== Written problem 1 ==
Collect every line of the entries below that contains the word "white".

== Text to read ==
►
A method is disclosed for coupling components together and may include inserting a component into an aperture formed between a body and a mandrel within the body. The component may be moved axially in one direction within the aperture until a shoulder extending radially outward from the component contacts a radial surface of the body. The mandrel may also be moved axially in the first direction until a shoulder extending radially outward from the mandrel contacts the component.
According to some embodiments, the component coupled to the mandrel includes a device configured to measure wellbore geometry.
According to some embodiments, moving the mandrel axially in the first direction includes rotating a cap within the body.
According to some embodiments, the cap and mandrel are configured to be threadably engaged together.
According to some embodiments, inserting the component into the aperture includes engaging a protrusion of the component with an axial slot formed in an outer surface of the mandrel.
According to some embodiments, the shoulder extending radially-outward from the mandrel is substantially perpendicular with respect to a longitudinal axis extending through the mandrel. In other embodiments, the shoulder extending radially-outward from the mandrel is tapered at an angle from 5° to 75° with respect to a longitudinal axis.
Additional embodiments relate to a device for measuring wellbore geometry and include an arm that can rotate about an axis extending through a pivot of the arm. A gear shaft may be coupled to the pivot of the arm and can rotate in response to rotation of the arm about the axis. A position indicator may be coupled to the gear shaft in a way allowing the position indicator to move axially in response to rotation of the gear shaft.
According to some embodiments, the device for measuring wellbore geometry may further include a housing in which the gear shaft and position indicator are located.
According to some embodiments, the device for measuring wellbore geometry may include a piston coupled to the gear shaft within the housing. The piston may be movable in an axial direction in response to rotation of the gear shaft.
According to some embodiments, the device for measuring wellbore geometry may use a magnet as the position indicator, and the magnet may move in response to axial movement of the piston.
According to some embodiments, the piston may be disposed with a fluid in the housing, and the piston may cause fluid to move or be compressed so as to exert a force on the magnet, thereby causing the magnet to move in the axial direction within the housing.
According to some embodiments, a gear may be coupled to the gear shaft and configured to rotate in response to rotation of the gear shaft.
According to some embodiments, a pulley may be coupled to the gear and the position indicator. The pulley may be configured to rotate in response to rotation of the gear.
◄
== Written problem 2 ==
Proceed with the patent description of component coupling and wellbore geometry measurement above, writing on from after its final sentence.

== Listed records ==
►
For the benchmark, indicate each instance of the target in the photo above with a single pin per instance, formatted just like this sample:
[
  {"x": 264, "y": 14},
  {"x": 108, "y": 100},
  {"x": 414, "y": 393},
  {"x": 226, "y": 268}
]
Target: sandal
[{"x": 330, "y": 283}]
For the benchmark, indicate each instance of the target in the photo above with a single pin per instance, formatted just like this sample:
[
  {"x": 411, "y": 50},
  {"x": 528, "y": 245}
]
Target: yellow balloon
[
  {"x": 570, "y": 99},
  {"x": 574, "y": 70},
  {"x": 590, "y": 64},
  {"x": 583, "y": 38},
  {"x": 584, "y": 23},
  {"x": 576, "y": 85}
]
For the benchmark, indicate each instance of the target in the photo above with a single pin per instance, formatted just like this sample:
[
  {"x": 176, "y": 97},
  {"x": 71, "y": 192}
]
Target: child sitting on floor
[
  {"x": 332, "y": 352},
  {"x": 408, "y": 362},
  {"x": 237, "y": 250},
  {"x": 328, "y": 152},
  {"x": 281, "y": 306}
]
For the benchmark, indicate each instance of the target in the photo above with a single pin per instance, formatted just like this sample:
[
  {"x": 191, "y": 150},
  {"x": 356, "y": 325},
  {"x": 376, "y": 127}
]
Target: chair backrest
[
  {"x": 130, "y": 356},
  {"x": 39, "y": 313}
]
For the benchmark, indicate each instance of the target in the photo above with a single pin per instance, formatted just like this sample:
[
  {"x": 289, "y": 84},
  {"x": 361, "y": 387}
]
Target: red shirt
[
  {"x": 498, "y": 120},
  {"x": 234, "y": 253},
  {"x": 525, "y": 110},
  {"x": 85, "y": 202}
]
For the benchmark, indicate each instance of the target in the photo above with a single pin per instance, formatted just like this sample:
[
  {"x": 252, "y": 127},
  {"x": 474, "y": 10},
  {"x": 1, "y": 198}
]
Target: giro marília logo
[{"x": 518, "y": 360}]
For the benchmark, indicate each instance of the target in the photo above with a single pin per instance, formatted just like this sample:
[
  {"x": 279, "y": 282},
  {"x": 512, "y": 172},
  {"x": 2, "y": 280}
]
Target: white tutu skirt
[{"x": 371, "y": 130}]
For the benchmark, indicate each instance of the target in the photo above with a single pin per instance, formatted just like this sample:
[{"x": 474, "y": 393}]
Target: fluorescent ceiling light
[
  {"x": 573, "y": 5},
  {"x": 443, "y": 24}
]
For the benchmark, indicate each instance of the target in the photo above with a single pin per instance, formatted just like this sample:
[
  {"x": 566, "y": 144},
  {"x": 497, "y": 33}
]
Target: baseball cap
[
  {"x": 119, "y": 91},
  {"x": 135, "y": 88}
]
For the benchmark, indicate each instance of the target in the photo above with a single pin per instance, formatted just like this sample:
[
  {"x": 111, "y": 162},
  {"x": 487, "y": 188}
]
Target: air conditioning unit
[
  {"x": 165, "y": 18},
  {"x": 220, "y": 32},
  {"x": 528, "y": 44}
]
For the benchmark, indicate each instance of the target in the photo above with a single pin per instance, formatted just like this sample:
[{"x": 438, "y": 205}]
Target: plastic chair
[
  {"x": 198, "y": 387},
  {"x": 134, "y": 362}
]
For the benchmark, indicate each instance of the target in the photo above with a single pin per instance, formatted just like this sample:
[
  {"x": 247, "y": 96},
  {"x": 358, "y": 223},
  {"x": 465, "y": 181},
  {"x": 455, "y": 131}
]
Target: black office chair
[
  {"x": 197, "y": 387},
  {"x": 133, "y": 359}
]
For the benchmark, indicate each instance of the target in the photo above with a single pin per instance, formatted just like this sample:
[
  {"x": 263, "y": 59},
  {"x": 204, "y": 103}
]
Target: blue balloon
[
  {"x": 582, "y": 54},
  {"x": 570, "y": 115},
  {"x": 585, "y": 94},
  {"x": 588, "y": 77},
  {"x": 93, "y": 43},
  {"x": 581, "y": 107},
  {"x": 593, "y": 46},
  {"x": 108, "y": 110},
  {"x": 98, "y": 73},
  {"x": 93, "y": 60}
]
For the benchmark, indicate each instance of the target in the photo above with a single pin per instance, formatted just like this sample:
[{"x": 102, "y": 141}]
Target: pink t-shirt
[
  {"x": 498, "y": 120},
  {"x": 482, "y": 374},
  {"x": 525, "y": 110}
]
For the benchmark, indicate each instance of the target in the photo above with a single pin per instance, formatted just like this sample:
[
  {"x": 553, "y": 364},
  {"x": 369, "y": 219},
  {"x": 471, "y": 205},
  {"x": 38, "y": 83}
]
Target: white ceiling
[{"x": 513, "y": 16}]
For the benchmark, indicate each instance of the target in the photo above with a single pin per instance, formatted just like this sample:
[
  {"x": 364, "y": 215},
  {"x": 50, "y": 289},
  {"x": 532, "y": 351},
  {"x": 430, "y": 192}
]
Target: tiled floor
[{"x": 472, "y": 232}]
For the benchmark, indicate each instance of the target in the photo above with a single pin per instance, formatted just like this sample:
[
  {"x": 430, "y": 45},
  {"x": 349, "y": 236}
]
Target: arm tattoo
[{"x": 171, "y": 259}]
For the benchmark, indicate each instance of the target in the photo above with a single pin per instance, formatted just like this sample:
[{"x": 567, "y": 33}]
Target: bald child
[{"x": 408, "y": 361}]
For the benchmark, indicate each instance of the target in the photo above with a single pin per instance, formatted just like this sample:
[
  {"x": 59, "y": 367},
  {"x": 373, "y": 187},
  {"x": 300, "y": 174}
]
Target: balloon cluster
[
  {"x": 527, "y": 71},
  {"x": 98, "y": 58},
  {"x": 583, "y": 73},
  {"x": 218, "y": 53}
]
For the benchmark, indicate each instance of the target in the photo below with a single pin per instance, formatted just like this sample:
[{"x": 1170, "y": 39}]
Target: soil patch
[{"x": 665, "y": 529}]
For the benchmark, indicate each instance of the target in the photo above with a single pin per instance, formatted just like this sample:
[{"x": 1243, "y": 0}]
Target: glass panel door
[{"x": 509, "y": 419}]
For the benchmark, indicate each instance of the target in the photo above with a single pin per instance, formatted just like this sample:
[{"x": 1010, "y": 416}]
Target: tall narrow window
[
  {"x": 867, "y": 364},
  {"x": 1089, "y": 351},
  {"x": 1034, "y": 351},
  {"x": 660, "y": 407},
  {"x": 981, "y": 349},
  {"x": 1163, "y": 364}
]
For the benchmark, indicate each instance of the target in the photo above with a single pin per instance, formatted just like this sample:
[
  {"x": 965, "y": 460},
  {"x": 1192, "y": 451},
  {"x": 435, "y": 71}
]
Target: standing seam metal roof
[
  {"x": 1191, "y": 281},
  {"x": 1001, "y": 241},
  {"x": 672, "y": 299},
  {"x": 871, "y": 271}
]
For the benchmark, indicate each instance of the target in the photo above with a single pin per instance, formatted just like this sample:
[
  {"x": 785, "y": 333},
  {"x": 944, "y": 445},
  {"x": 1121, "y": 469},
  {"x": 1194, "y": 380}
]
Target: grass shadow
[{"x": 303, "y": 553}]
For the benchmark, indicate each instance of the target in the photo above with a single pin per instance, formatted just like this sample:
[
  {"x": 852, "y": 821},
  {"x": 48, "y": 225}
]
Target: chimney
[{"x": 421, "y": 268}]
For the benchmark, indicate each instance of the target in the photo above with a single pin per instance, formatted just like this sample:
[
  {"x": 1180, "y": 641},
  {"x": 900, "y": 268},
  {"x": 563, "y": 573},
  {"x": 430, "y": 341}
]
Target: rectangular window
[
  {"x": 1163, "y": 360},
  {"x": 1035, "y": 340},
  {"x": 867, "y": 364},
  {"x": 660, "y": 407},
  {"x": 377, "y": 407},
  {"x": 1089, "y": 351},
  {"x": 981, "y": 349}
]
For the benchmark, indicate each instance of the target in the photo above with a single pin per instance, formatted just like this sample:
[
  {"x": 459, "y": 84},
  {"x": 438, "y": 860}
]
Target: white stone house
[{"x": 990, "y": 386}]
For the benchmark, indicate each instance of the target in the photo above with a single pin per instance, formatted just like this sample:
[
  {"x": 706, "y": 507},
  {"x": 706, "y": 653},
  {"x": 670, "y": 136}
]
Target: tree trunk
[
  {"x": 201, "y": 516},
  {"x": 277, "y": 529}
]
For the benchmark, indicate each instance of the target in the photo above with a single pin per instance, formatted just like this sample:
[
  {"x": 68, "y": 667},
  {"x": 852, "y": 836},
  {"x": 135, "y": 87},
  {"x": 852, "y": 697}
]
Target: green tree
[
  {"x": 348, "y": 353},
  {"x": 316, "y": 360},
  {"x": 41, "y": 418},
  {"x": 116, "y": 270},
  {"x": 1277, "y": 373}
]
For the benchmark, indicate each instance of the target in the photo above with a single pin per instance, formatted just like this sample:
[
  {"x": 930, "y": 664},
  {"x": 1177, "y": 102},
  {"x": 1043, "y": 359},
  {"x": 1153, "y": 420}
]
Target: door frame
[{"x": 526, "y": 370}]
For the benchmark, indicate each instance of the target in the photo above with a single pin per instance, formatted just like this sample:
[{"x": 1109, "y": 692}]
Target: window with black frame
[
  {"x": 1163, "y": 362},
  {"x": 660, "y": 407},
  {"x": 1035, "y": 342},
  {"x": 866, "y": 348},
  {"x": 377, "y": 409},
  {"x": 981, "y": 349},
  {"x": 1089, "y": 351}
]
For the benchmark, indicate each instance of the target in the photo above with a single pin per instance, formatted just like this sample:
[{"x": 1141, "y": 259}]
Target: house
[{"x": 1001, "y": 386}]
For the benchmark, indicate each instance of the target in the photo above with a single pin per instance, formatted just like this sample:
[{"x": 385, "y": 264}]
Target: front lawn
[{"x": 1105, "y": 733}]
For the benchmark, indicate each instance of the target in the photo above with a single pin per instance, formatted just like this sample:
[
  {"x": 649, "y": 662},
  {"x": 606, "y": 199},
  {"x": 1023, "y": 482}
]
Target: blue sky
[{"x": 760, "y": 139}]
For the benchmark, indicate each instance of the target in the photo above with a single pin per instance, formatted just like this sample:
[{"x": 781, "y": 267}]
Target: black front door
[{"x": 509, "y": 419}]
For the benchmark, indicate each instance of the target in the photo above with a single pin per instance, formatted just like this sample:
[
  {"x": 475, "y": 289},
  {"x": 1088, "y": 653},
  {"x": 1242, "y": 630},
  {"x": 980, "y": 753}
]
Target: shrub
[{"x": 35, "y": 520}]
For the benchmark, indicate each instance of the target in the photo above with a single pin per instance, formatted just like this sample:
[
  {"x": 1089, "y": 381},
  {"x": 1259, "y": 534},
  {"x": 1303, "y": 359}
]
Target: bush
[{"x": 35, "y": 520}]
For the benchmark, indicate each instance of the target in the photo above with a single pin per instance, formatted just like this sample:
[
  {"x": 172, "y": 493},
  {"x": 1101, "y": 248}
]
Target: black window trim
◄
== Answer 1 ==
Target: white tutu skirt
Target: white ceiling
Target: white stone house

== Answer 2 ==
According to some embodiments, a cable may be coupled to the pulley and the position indicator, and the cable may be configured to move the position indicator axially in response to rotation of the pulley.
Devices for measuring wellbore geometry may also include a downhole tool for measuring wellbore geometry while performing drilling or remedial operations. A body may define a bore passing through a full or partial portion of the body, and a mandrel may be positioned in the bore. A measurement device may be located between the body and the mandrel, and may include a housing, a gear shaft in the housing, and a position indicator within the housing and which moves linearly in response to rotation of the gear shaft. An arm may also be coupled to an end portion of the gear shaft to rotate about an axis and cause the gear shaft to rotate.
According to some embodiments, an arm may be configured to rotate radially outward from the body and into contact with a wall of a wellbore, and linear movement of the position indicator may be proportional or otherwise related to extent of the radially outward movement of the arm and/or to the wellbore geometry.
According to some embodiments, a gear is coupled to the gear shaft and rotates in response to rotation of the gear shaft, while a pulley is coupled to the gear and rotates in response to rotation of the gear.
According to some embodiments, a cable is coupled to the pulley and position indicator and moves the position indicator linearly as the pulley rotates.
According to some embodiments, there may be multiple measurement devices and the downhole tool may include two measurement devices circumferentially offset from each other about the mandrel. A position indicator of one measurement device may be in a first zone while a position indicator of a second measurement device may be in a second zone that is axially offset from the first zone.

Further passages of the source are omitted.